What needs to be done —
Tally the lines in the records below that include the word "sauce", and reply with the number alone.

Extracted data —
* * * * *
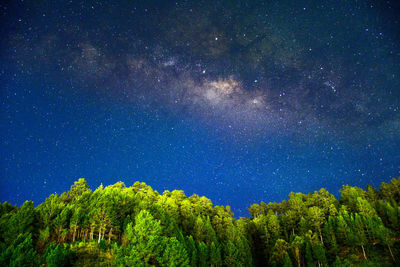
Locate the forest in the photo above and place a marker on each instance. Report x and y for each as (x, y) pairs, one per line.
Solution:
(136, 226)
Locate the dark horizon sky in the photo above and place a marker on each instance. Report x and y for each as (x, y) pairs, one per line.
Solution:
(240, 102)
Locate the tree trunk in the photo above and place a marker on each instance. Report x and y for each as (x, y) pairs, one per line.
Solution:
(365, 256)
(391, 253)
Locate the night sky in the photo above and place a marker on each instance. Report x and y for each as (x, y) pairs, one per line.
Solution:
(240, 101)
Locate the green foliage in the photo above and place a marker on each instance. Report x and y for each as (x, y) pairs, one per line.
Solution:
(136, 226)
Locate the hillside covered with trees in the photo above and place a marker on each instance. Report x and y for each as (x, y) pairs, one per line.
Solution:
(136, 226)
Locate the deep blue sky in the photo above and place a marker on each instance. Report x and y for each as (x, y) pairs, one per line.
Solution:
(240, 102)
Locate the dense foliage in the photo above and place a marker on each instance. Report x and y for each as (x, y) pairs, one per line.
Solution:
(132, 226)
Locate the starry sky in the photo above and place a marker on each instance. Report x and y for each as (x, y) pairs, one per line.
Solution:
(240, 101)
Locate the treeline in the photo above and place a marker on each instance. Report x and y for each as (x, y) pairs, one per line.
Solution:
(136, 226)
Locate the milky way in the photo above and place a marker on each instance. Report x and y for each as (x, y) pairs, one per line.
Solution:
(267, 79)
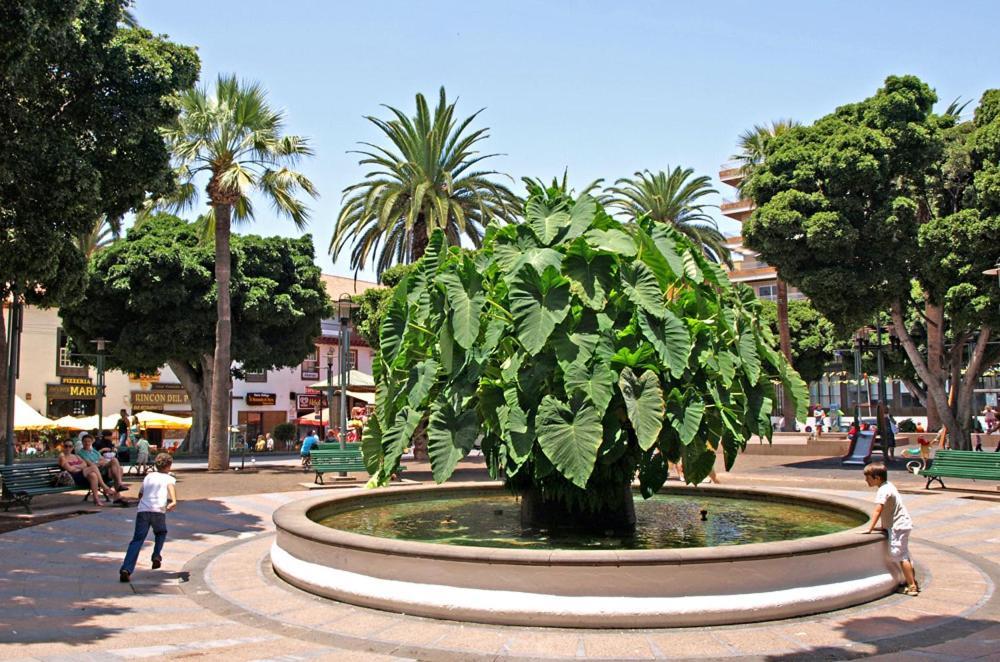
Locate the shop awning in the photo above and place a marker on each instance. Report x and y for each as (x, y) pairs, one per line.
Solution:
* * * * *
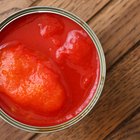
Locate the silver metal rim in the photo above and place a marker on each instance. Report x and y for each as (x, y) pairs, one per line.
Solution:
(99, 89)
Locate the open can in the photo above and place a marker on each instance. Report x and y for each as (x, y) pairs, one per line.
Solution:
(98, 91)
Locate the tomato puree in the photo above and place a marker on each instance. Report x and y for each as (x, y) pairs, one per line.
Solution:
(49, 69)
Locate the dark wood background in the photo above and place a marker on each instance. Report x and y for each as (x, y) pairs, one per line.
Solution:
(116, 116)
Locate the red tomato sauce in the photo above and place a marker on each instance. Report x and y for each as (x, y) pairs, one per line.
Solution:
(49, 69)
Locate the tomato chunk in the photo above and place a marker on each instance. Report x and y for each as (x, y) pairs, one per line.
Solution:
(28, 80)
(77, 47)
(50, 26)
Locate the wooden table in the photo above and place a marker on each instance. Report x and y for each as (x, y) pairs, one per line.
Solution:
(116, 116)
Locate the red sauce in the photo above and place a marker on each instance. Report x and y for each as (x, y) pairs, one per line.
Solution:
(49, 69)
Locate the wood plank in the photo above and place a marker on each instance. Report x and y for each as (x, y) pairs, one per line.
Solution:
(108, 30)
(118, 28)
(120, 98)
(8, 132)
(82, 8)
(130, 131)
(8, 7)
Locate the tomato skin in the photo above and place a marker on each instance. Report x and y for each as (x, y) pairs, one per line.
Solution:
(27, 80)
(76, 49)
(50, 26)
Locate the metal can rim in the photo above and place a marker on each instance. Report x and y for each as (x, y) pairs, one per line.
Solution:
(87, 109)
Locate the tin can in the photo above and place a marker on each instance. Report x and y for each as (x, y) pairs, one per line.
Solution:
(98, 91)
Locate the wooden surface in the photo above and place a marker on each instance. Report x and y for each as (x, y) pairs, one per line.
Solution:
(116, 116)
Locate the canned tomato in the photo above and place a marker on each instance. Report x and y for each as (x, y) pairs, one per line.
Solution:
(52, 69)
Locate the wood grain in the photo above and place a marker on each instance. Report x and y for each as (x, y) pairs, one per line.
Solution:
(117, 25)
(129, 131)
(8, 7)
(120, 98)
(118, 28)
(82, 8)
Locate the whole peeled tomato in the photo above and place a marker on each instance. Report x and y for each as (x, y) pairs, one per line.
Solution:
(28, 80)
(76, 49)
* * * * *
The answer —
2